**What you have to do**
Will you extract the entries word for word? Images should not appear in the copy.

**Provided data**
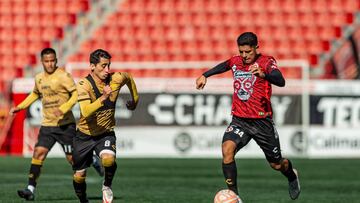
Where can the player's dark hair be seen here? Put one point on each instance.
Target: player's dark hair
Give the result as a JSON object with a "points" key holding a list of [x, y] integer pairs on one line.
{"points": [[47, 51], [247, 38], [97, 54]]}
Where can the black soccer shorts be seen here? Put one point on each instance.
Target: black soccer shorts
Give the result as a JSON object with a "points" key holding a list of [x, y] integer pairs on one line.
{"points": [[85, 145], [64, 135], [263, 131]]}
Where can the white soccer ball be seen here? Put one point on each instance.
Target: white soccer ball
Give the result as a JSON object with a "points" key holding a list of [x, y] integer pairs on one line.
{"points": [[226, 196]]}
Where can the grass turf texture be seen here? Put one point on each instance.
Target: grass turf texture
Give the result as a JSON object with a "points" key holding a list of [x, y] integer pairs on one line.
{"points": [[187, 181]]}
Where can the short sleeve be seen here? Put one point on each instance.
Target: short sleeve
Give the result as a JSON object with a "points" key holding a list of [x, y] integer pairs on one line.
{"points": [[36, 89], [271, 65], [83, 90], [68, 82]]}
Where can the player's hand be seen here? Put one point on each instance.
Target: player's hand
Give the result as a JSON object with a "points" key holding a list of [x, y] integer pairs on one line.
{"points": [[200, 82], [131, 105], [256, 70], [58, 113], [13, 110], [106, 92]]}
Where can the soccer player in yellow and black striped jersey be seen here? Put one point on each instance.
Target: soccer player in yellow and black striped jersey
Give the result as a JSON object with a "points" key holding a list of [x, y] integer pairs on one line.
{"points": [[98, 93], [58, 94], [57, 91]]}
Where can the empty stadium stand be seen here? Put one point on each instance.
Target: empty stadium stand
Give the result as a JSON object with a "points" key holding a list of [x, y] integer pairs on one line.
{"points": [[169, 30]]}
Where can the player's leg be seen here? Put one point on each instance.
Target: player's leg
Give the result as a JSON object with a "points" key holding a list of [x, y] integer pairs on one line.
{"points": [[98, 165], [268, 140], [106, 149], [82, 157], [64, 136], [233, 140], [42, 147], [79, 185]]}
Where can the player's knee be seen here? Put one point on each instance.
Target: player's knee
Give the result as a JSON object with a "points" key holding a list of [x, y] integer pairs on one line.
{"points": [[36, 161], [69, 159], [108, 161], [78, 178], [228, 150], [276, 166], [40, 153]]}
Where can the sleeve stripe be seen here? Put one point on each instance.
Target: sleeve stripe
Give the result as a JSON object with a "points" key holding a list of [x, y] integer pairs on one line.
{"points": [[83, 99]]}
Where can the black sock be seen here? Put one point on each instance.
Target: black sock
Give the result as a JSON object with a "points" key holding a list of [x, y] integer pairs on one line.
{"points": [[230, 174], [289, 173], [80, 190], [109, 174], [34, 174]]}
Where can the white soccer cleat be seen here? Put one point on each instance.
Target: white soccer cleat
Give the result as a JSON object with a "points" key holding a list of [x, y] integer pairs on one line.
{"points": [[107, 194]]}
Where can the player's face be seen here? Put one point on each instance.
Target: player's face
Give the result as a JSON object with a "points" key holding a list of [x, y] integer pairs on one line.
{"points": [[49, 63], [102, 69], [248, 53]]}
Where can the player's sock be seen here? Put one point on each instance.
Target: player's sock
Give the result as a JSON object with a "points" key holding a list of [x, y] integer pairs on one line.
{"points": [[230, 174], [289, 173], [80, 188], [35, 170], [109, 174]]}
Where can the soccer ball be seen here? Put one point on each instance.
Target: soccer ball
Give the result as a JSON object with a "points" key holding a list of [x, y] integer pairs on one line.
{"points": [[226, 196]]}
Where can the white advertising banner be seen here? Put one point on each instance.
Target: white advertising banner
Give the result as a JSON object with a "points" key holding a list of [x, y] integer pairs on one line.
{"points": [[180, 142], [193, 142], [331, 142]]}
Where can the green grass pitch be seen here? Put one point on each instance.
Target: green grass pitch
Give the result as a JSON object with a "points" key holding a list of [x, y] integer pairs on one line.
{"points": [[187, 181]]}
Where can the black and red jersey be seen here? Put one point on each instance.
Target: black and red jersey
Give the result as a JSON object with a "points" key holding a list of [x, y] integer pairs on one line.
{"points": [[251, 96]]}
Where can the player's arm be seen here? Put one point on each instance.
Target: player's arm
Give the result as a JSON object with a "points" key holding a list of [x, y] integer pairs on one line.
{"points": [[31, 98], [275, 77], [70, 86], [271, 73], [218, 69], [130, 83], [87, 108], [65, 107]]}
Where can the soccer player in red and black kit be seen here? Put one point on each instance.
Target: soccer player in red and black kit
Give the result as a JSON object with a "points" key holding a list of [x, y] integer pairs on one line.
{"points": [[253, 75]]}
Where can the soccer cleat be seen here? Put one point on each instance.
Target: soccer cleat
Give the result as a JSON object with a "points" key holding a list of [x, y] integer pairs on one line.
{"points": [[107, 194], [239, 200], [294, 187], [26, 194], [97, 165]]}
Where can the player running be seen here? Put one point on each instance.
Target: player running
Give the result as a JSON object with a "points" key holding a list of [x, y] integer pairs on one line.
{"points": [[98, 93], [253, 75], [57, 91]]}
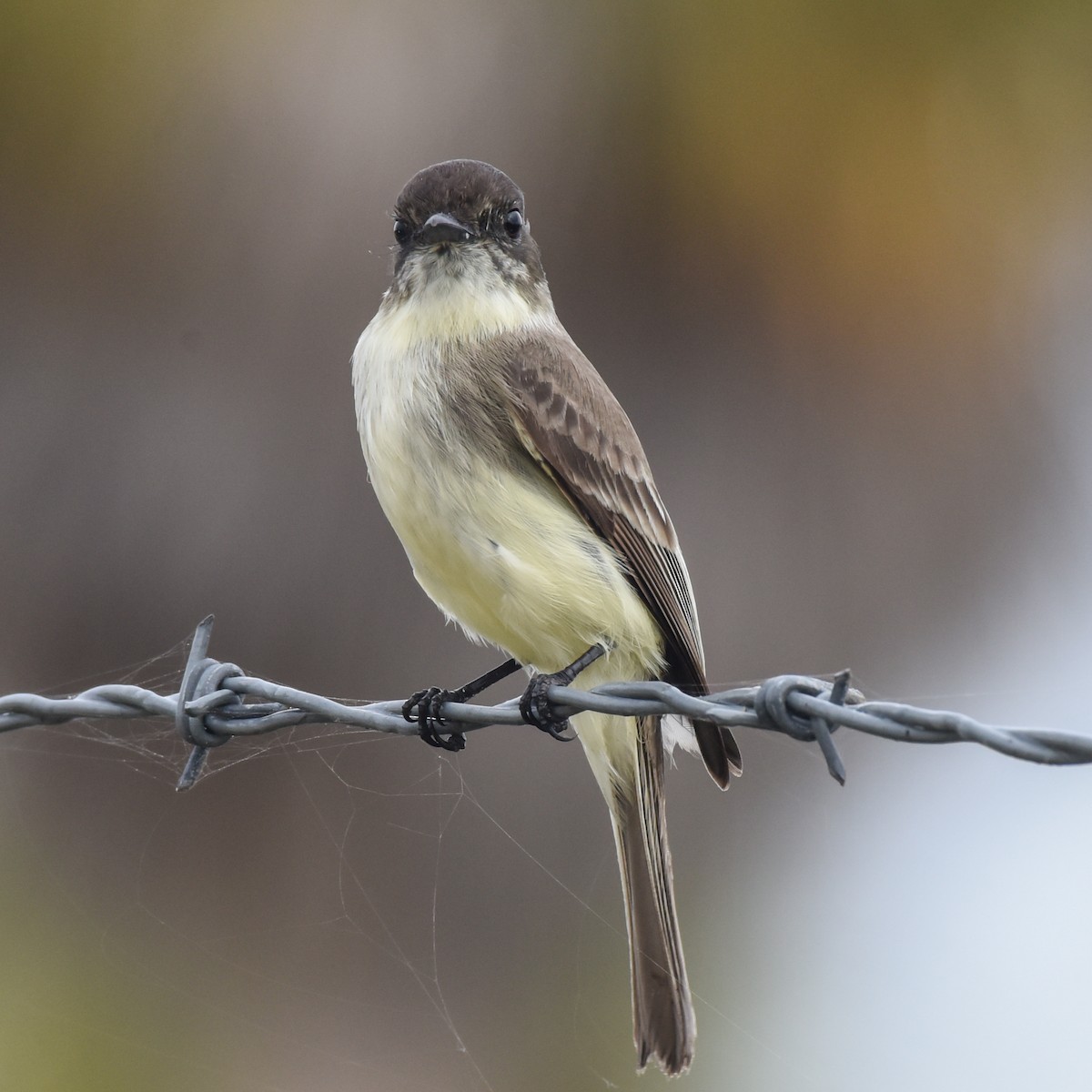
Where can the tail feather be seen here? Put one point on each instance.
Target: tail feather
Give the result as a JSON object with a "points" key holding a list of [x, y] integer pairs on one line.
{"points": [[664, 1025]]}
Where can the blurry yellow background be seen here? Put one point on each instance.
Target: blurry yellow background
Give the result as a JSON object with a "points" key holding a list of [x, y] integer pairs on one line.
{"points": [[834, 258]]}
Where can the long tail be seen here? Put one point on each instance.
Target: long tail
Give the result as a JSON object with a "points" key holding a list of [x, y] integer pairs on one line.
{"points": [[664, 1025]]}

**Response to this exercise**
Where can the player's dark hair be seen here? Put one point on each instance.
Target: player's dark hair
Give the result as a JSON object with a "points" key holding a list of [x, y] integer pairs on one line.
{"points": [[47, 51], [247, 38], [97, 54]]}
Where can the black soccer shorts be seen here? Put one point on each instance.
Target: black soccer shorts
Give the result as a JSON object with a "points" key holding a list of [x, y] integer pairs on one line.
{"points": [[85, 145], [64, 135], [263, 131]]}
Where can the white soccer ball be seen here? Put one point on each instance.
Target: white soccer ball
Give the result as a JSON object with a "points" key holding a list of [x, y] integer pairs on one line.
{"points": [[226, 196]]}
Where can the grass turf texture be seen here? Put one point on each instance.
Target: grass turf texture
Give the result as a JSON object with a "points" key holding a list of [x, y] integer pairs on one line.
{"points": [[187, 181]]}
Where can the short sleeve be seen here? Put one point on each instance.
Target: short sleeve
Give the result as a JSON object with a "points" key holding a list of [x, y] integer pairs on one line.
{"points": [[36, 89], [271, 65], [83, 90], [68, 82]]}
Where can the player's hand be seen here? Put one point on each instance.
Target: player's hand
Give the result as a JSON object with a "points" key holding a list of [x, y] integer pairs on one line.
{"points": [[200, 82], [131, 105], [256, 70], [58, 113], [13, 110], [106, 92]]}
Where can the soccer player in yellow and black striped jersey be seen here? Put one point on each instance.
Target: soccer player in yellow and black striped jersey
Give the result as a JSON object with a "points" key holding a list of [x, y] integer pairs on one line.
{"points": [[98, 93], [58, 94], [57, 91]]}
Where can the empty stadium stand be seen here? Put one point on each instance.
Target: empty stadium stand
Give the result as a JSON object with a "points" key holding a list of [x, y] integer pairs on one line.
{"points": [[169, 30]]}
Where can the player's leg be seen here? Put one point on each instance.
Target: player's leg
Give the result as a JSON object with a "points" key holding a list of [x, y] integer pairs on one line.
{"points": [[98, 165], [268, 140], [106, 149], [82, 157], [64, 136], [233, 140], [42, 147], [79, 185]]}
Where can the player's knee be seen here? Put one point on each instance.
Target: player's knee
Give the result as a JSON object with a "points" key holding a list of [x, y] integer pairs on one line.
{"points": [[36, 161], [69, 159], [108, 161], [78, 178], [228, 150], [276, 166], [40, 153]]}
Where can the sleeve stripe be seen here? Put one point on each instance.
Target: sleeve stripe
Give the result as a JSON object with a "points" key holding a list of [x, y] integer pairs on one line.
{"points": [[83, 99]]}
Where can the black sock be seen here? Put one point on each instance.
Target: black sock
Give the result as a JSON object with a "points" key holding a list of [x, y] integer pairs on one line.
{"points": [[230, 174], [289, 173], [80, 190], [109, 174], [34, 174]]}
Where can the white soccer cleat be seen here? Put one point on each instance.
Target: white soccer cleat
Give the result as a JSON object with a "points" key holding a list of [x, y] integer pairs on one line.
{"points": [[107, 194]]}
Where can the player's face be seen here? Put one point on each instance.
Target: player's face
Give the result as a JSON object with a "points" key holding a list of [x, y] integer pairs on one line.
{"points": [[49, 63], [102, 69], [248, 53]]}
Where can the player's sock be seen here? Put one point on each instance.
Target: player's sock
Give the result as a JSON object with a "points" key holding a list of [x, y] integer pairs on one line.
{"points": [[230, 174], [289, 173], [80, 188], [35, 170], [109, 174]]}
Where can the soccer ball be seen here? Put one point on each instance.
Target: soccer ball
Give the result as a JSON object with a "points" key holding a list of [x, y] integer pairs on one line.
{"points": [[226, 196]]}
Where can the white advertising banner be seen here? Put one point on each instance.
Target: white advertising banner
Give the result as a JSON object with a "points" key holding a list of [x, y] integer pairs on one line.
{"points": [[180, 142], [193, 142], [331, 142]]}
Where can the green grass pitch be seen here? Put one point on each instance.
Target: green grass pitch
Give the result as a JSON object with a "points" key holding a list of [x, y] integer pairs on one line.
{"points": [[187, 181]]}
Where can the black and red jersey be seen here? Put one point on each instance.
Target: black and red jersey
Give the result as a JSON object with a "points" key holding a list of [x, y] integer pairs on one line.
{"points": [[251, 96]]}
Where can the player's arm be seen here? Put one point on each instance.
Target: player's arm
Give the result as a JSON object with a "points" key holding a list of [x, y] integer pairs on one line.
{"points": [[31, 98], [275, 77], [70, 86], [271, 73], [218, 69], [130, 83], [87, 108], [65, 107]]}
Where can the soccer player in red and black kit be seen here? Put one point on each instance.
Target: soccer player in red and black kit
Give the result as a JSON object with a "points" key holding a list of [x, y] integer pairs on one line.
{"points": [[253, 75]]}
Where can the soccer cleat be seen here? Put one point on each instance.
Target: soccer cleat
Give the result as a JSON object with a "points" key holding a list of [x, y] integer pairs on one line.
{"points": [[107, 194], [239, 200], [294, 187], [26, 194], [97, 165]]}
Where can the player running be seen here? Put one point on each instance.
Target: player running
Give the result as a JSON object with a "points" key holding a list of [x, y] integer pairs on one line.
{"points": [[98, 93], [253, 75], [57, 91]]}
Where can the tail feather be seen here? Put one point on each instance.
Target: tail feather
Give the result as a JSON object with a "points" key holding a list of [x, y] integer pairs on one line.
{"points": [[664, 1025]]}
Where can the blurry yellow background be seen here? Put one point on each instance.
Target: blurry yellow background
Give the result as a JSON object with a "points" key holding a list of [x, y] integer pairs on one line.
{"points": [[834, 258]]}
Where can the long tail be seen here? Put one point on each instance.
Target: long tail
Give the result as a JSON object with a "points" key holding a list of [x, y] integer pairs on one line.
{"points": [[664, 1025]]}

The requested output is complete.